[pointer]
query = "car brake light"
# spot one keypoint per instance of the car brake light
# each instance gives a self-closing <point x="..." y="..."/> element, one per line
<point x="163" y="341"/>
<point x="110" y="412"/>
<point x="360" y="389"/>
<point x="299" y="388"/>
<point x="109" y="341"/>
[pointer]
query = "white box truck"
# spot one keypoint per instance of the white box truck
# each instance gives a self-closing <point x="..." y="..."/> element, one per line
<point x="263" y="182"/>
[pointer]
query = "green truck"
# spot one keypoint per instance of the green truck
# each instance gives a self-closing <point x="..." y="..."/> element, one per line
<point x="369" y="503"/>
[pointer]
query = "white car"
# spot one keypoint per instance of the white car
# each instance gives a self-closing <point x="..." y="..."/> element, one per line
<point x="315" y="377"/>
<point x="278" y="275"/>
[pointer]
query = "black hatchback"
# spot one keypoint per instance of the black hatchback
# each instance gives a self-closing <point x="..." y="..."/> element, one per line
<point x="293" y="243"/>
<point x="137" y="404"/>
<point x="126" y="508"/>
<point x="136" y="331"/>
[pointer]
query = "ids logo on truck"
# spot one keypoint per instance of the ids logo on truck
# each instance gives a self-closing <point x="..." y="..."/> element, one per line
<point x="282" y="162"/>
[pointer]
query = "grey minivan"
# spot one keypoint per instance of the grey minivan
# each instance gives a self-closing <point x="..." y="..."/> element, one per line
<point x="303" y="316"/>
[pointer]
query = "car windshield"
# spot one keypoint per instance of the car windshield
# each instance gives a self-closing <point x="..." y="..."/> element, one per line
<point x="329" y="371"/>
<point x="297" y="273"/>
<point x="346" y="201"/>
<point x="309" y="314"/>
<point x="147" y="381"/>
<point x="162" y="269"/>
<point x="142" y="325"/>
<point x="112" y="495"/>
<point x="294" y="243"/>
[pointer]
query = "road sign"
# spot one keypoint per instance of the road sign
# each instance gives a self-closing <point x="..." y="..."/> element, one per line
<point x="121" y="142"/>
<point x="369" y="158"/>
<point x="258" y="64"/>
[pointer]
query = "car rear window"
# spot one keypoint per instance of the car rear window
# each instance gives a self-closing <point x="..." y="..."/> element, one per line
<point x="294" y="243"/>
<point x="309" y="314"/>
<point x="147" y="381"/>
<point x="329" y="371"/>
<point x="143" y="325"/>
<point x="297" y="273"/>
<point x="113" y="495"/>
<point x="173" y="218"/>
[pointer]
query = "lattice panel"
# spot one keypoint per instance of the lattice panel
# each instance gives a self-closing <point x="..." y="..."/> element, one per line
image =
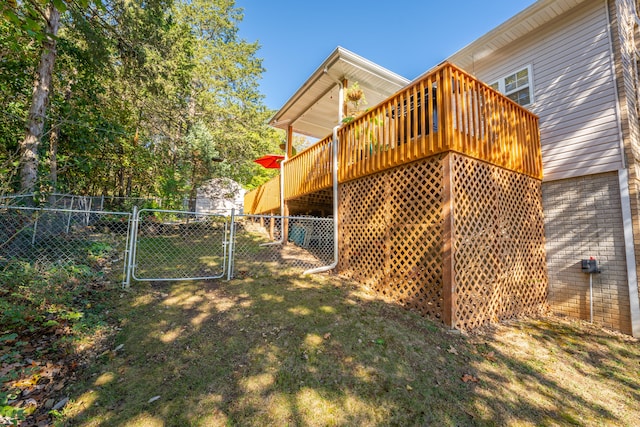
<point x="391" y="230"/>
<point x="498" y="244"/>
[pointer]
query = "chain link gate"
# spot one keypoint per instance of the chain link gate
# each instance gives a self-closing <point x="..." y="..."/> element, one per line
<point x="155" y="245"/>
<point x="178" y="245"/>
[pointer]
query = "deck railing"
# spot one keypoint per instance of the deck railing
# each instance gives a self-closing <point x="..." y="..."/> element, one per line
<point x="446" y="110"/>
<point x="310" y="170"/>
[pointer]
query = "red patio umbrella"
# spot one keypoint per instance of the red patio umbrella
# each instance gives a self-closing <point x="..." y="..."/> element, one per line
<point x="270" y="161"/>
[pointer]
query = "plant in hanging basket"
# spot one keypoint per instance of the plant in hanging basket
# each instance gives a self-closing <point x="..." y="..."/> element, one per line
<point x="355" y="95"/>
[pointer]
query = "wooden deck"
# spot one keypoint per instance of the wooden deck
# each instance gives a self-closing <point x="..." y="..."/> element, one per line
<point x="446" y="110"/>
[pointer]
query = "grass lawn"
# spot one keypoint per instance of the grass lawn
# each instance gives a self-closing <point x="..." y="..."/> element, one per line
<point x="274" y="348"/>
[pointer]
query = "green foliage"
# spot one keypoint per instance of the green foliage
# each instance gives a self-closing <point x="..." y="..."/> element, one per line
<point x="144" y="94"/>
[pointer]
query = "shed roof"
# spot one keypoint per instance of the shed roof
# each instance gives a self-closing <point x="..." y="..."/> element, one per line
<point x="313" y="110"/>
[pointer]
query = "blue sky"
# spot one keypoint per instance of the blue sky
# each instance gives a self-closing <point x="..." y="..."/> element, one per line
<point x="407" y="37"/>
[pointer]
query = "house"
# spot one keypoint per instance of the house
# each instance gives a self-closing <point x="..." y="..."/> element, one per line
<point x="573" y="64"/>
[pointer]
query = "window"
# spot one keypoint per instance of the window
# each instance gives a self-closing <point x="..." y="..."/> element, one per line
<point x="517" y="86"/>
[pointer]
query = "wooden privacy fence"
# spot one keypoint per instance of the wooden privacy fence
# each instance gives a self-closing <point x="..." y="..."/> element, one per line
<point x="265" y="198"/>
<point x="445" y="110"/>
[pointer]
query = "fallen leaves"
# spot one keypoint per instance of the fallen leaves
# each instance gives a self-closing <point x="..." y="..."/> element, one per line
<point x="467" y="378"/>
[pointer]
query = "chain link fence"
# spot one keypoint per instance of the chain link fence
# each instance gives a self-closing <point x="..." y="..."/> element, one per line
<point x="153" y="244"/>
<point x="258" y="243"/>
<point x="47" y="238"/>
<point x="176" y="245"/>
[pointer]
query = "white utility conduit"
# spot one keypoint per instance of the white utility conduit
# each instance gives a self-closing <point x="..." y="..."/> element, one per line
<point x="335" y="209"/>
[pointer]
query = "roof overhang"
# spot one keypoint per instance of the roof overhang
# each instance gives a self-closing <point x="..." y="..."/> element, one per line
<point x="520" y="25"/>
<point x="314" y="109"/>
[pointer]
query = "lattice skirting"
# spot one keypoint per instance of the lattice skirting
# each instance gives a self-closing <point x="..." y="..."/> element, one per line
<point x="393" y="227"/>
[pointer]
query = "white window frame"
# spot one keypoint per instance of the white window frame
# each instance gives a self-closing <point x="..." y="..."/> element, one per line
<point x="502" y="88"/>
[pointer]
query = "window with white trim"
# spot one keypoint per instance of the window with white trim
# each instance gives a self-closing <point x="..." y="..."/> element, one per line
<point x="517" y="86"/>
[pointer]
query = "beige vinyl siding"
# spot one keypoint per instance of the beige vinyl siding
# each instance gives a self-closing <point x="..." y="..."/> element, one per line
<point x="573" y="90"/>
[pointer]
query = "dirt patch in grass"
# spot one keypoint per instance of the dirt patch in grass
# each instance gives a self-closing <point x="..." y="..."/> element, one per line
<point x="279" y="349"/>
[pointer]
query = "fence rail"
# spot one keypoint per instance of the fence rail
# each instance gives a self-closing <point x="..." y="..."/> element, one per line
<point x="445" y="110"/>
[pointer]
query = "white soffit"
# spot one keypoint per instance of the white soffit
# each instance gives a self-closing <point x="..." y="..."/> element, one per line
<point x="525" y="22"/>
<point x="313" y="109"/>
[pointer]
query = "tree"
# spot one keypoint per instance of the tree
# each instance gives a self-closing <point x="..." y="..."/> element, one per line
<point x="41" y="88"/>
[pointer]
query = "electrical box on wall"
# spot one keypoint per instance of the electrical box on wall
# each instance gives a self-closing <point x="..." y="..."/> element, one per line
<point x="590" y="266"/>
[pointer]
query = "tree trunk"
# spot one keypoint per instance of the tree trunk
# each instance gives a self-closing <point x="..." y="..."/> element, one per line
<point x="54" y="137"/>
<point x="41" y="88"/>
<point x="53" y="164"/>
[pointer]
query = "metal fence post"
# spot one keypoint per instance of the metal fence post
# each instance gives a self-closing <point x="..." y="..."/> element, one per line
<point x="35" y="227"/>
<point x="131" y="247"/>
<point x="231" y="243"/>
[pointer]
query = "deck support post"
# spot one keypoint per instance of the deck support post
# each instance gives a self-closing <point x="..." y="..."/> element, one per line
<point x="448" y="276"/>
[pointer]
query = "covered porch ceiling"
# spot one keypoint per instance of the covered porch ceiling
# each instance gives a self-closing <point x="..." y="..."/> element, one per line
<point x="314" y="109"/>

* * *

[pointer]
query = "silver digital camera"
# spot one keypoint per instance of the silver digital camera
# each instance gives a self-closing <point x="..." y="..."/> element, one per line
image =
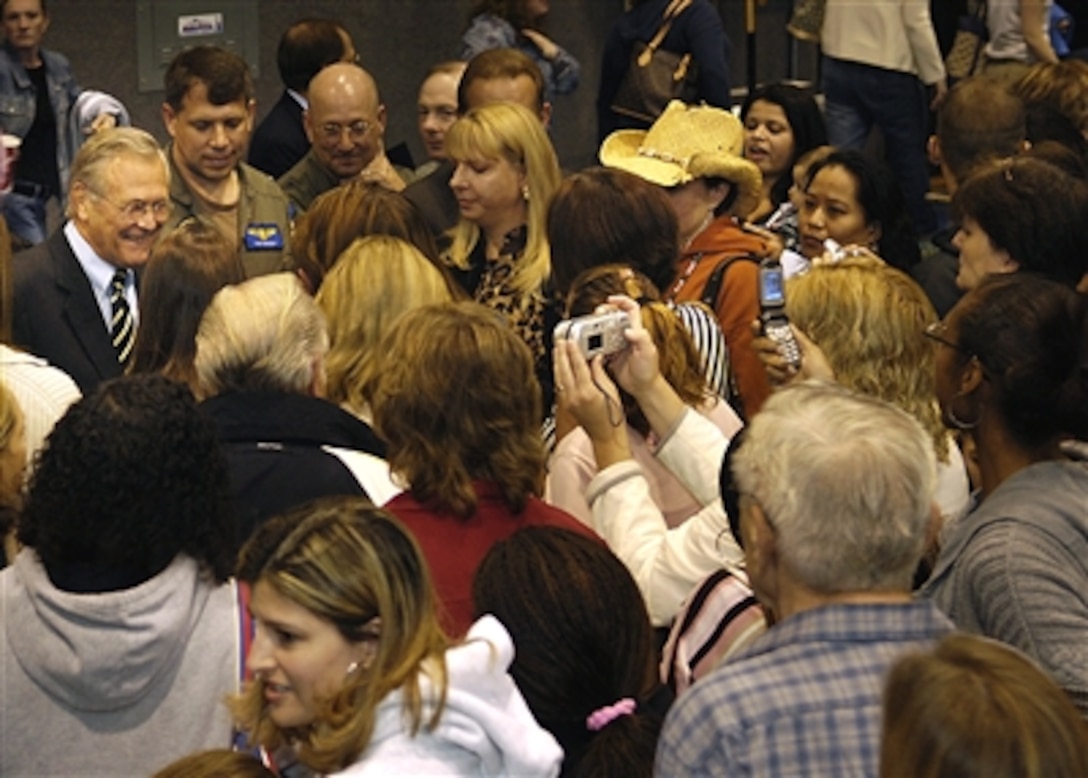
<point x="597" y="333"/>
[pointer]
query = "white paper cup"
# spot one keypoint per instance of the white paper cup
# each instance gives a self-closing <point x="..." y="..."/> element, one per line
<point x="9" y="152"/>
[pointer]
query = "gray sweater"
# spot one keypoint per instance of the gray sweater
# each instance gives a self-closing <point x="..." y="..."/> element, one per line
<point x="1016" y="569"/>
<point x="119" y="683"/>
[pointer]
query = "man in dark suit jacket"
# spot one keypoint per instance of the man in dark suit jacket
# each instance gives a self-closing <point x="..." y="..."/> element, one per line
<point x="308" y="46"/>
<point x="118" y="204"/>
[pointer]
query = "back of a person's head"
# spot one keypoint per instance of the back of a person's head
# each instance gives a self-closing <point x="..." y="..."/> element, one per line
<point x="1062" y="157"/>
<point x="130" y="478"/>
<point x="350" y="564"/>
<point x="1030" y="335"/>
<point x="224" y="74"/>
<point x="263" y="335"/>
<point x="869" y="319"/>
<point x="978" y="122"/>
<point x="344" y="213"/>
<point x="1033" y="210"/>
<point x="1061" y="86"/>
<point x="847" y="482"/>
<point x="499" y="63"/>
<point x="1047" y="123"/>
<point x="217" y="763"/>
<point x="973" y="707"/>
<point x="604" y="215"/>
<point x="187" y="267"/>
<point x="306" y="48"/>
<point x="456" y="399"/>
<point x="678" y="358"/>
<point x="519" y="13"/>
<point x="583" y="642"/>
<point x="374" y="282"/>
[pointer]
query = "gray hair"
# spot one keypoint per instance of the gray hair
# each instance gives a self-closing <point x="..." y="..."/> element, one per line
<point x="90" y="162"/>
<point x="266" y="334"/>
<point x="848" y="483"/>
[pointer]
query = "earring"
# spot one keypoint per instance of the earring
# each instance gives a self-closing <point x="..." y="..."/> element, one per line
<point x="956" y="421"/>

==

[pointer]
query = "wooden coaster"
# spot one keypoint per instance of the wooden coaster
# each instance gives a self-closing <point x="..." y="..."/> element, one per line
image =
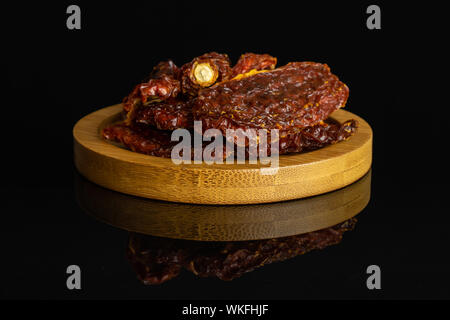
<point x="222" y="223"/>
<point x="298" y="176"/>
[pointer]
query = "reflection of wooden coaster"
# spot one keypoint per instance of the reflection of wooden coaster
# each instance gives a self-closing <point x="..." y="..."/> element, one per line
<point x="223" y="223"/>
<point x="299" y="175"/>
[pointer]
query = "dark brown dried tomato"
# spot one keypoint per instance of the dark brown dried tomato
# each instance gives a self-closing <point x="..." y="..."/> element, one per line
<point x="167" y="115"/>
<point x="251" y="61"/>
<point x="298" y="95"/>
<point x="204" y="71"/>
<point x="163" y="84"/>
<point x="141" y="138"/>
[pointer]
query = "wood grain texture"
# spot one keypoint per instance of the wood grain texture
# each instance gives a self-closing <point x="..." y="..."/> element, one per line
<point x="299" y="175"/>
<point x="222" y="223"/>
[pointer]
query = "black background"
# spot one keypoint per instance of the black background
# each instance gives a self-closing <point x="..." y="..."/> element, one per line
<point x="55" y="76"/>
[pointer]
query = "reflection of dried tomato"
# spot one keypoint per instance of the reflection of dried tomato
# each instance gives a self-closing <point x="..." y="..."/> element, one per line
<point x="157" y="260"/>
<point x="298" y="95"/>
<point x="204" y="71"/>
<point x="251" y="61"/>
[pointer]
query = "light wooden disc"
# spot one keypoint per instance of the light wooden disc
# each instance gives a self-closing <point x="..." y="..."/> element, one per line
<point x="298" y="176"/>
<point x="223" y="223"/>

● Exercise:
Pull out every line in the data above that contains the word "gray", copying each one unchanged.

● The answer:
query = "gray sweater"
# spot one keypoint per instance of the gray sweater
query = "gray hair"
# spot one keypoint per instance of the gray hair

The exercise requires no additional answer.